* DOCUMENT PASSAGE:
========
Requirements for Name Services¶

To function effectively globally, name services must meet specific criteria:

Global Uniqueness: Use conventions to ensure names are unique, enabling resource sharing.
Scalability: Must handle internet-scale growth (directories grow very fast).
Consistency: Short-term inconsistencies are tolerable, but the system must converge to a consistent state in the long term.
Performance & Availability: Lookup operations must be fast and always available as they are at the heart of distributed apps.
Adaptability: Must handle frequent organizational structure changes.
Fault Isolation: The failure of some servers should not crash the entire system.

Name Spaces & Organization¶

Name Space: The set of all valid names in a specific context (e.g., all valid URLs).
Structure:
- Flat: Random numeric or symbolic identifiers (finite size).
- Hierarchical: Represents position or organizational structure (e.g., UNIX files, Internet domains). Potentially infinite size.
Aliases: Allows a convenient/short name to substitute for a complicated one.
Naming Graph: Represented as a tree with a Single Root, Directory Nodes (branches), and Leaf Nodes (data).

Optimizations¶

To handle massive scale, services use three key techniques:

Partitioning: Data is split by domain; no single server holds all entries.
Replication: Domains usually have multiple name servers to boost availability and performance.
Caching: Servers and clients cache previous lookup results to avoid repeatedly contacting the same authority for the same name.

The Domain Name System (DNS)¶

Overview

A distributed database implemented in a hierarchy of many name servers.
An Application-layer protocol used by hosts and routers to resolve names (Address/Name translation).

Why Distributed (Not Centralized)?

A centralized solution is avoided because of:

Single point of failure.
Massive traffic volume.
Distant database (latency).
Maintenance difficulty.
It doesn't scale!
========
(Items from a data source)
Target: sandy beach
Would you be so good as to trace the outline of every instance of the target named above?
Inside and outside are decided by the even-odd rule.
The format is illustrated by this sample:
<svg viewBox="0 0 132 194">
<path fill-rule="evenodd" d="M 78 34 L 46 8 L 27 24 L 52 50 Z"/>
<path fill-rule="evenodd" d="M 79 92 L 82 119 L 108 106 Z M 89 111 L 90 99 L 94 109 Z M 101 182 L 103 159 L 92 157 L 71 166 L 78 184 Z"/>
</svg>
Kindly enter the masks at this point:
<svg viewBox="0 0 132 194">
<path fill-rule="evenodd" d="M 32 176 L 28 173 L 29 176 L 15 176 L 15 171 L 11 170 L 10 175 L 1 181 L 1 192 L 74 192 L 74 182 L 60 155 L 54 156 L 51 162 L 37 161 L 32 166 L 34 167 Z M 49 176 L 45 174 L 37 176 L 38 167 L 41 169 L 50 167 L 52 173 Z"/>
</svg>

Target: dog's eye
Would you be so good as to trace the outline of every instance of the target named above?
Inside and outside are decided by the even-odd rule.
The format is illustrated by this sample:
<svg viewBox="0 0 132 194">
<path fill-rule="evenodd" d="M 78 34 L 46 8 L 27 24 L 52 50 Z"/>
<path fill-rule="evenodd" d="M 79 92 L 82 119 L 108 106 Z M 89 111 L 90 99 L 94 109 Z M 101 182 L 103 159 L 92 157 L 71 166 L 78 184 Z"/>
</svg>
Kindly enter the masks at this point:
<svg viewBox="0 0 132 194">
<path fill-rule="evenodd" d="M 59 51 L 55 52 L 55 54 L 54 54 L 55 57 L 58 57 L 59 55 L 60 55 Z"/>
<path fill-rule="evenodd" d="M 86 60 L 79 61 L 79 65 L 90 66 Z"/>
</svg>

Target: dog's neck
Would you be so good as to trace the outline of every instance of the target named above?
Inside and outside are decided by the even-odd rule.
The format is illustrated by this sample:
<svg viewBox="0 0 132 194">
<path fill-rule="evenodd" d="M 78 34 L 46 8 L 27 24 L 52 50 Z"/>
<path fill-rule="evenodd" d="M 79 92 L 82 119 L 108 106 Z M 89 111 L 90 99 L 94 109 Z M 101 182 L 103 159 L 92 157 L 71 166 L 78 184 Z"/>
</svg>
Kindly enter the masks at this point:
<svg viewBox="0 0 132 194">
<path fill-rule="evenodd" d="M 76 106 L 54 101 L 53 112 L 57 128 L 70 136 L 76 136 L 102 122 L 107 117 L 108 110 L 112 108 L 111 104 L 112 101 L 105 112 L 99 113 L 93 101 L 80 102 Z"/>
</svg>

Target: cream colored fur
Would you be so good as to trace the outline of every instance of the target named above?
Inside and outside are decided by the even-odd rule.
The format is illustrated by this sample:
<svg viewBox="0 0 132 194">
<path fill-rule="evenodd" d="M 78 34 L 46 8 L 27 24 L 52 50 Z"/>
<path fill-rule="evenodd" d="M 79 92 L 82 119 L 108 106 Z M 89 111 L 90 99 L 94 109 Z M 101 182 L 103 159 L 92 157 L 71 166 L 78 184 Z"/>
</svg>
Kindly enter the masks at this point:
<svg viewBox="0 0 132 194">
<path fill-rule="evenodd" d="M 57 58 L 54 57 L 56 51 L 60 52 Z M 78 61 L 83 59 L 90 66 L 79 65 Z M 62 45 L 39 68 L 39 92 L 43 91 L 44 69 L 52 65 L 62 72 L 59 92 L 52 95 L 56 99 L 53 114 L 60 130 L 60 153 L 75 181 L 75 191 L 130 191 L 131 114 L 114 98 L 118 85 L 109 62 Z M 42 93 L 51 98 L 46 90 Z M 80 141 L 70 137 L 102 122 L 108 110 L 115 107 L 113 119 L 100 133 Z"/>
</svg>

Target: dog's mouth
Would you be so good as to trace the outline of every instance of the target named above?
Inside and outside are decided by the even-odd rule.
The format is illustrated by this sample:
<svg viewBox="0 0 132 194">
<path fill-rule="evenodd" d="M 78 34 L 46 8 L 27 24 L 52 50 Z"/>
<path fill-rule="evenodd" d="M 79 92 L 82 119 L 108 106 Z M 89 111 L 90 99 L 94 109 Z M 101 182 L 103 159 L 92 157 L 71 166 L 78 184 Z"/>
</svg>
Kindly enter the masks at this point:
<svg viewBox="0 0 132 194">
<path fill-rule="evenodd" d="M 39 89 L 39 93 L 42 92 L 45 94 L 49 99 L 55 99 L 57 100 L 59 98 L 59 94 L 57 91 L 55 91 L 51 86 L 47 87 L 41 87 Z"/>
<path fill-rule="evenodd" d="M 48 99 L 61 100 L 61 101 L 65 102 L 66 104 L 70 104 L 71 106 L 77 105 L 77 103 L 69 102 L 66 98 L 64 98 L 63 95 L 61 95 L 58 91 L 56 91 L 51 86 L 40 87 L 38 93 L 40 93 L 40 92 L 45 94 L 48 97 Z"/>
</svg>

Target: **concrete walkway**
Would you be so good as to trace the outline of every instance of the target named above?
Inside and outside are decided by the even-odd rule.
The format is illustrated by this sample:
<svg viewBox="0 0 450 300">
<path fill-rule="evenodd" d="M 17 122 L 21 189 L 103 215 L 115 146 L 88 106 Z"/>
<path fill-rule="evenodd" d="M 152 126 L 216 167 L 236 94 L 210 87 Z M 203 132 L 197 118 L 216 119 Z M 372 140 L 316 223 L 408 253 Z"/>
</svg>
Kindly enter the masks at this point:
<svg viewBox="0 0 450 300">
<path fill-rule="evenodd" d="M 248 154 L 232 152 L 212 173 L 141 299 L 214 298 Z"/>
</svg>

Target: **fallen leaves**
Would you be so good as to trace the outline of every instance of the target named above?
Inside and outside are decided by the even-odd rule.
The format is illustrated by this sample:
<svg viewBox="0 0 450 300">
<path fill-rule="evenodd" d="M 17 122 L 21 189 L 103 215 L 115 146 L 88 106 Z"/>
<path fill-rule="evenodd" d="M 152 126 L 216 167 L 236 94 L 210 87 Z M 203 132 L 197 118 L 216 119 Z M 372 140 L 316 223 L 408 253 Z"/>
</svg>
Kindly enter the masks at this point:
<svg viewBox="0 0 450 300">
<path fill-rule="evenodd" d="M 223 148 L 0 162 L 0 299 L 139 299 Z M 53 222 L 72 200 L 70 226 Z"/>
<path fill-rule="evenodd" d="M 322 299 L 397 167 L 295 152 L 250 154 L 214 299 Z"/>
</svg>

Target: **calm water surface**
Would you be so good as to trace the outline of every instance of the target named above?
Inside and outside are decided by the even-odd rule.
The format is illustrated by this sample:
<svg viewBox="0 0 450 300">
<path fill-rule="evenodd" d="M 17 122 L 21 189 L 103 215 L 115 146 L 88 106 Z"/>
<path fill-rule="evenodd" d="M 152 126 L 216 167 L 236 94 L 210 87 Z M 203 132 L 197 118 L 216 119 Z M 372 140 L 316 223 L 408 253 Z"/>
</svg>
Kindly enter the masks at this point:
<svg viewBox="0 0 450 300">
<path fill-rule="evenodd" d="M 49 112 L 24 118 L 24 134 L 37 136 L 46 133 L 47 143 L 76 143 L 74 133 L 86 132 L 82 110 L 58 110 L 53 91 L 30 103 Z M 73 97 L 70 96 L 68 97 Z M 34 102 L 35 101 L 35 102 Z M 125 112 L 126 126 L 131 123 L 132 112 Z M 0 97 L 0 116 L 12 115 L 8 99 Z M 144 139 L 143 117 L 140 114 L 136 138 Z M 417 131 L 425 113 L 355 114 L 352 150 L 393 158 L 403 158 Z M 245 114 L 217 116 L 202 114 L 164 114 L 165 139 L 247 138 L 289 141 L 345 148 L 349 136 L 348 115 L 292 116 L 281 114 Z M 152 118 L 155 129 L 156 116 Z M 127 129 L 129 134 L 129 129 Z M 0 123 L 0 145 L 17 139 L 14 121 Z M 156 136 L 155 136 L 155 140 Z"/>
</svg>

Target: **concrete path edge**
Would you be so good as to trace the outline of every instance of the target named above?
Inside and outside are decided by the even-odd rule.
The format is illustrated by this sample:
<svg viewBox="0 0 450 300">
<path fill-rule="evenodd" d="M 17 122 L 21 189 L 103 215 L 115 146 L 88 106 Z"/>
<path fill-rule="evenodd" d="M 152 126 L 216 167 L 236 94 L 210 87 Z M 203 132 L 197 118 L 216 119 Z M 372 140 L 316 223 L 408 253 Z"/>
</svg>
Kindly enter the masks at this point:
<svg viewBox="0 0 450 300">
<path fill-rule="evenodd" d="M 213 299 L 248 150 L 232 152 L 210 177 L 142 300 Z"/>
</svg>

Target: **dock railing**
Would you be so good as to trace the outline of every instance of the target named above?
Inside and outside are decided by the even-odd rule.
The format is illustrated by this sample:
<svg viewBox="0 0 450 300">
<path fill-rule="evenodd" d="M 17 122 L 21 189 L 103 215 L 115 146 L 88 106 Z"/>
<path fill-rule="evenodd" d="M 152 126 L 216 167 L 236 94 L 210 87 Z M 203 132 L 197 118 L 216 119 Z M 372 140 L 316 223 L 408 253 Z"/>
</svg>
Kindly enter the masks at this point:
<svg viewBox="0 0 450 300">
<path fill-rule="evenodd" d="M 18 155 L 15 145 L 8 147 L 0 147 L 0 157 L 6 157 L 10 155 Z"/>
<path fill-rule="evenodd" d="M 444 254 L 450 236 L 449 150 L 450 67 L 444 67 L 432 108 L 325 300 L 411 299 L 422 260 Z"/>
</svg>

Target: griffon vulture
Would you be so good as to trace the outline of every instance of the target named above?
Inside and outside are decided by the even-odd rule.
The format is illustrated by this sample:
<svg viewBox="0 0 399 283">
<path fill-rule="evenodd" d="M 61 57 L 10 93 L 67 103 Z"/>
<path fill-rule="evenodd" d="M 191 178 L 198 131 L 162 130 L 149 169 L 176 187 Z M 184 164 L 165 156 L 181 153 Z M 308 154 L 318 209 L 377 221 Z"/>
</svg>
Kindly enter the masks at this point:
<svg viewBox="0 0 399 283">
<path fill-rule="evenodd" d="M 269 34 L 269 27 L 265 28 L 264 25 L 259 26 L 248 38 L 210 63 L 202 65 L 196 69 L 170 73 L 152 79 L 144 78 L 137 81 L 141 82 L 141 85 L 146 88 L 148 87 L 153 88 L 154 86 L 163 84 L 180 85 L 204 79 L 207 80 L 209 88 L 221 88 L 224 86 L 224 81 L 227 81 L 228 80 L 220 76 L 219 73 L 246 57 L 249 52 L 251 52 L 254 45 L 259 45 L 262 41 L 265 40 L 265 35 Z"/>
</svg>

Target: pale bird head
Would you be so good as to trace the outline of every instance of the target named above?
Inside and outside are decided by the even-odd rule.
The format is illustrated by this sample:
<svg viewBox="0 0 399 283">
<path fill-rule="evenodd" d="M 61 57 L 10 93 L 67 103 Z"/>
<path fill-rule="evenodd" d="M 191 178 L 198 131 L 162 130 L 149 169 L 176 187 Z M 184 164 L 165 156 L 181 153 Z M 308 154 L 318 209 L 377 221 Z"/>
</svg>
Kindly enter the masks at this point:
========
* EXERCISE REQUIREMENTS:
1 – List every requirement that the text on name services says a name service must meet to function effectively globally.
2 – Write the next part of the text on name services, starting after its last line.

* PER-TASK OUTPUTS:
1 – Global Uniqueness, Scalability, Consistency, Performance & Availability, Adaptability, Fault Isolation

2 –
Architecture Layers¶

The DNS Name Space is partitioned into three layers:

Global Layer: Root and Top-Level Domains (com, edu, gov, etc.).
Administrational Layer: Organizations (sun, yale, acm).
Managerial Layer: Local departments (eng, cs, sales) and specific hosts (robot, index.txt).

Root Name Servers

Contacted by local servers when they cannot resolve a name.
There are 13 clusters of root servers worldwide.
They use Anycast to route requests to the nearest cluster.

Name Space Distribution Characteristics

The DNS name space is partitioned into three layers, each with distinct operational characteristics:

Feature	Global Layer (Root/TLD)	Administrational Layer (Org)	Managerial Layer (Dept)
Scale	Worldwide	Organization-wide	Department-wide
Node Count	Few	Many	Vast numbers
Responsiveness	Seconds	Milliseconds	Immediate
Updates	Lazy propagation	Immediate	Immediate
Replicas	Many	None or few	None
Caching	Yes	Yes	Sometimes

Name Resolution Approaches¶

Definition:

The process of translating a name into its related attribute (typically an IP address).

Iterative Resolution:
- The name server replies with the answer if it knows it.
- If it doesn't know, it replies with a referral to another server (e.g., "I don't know, but ask this server").
- The client is responsible for chasing the referrals.
Recursive Resolution:
- The name server takes full responsibility for the name.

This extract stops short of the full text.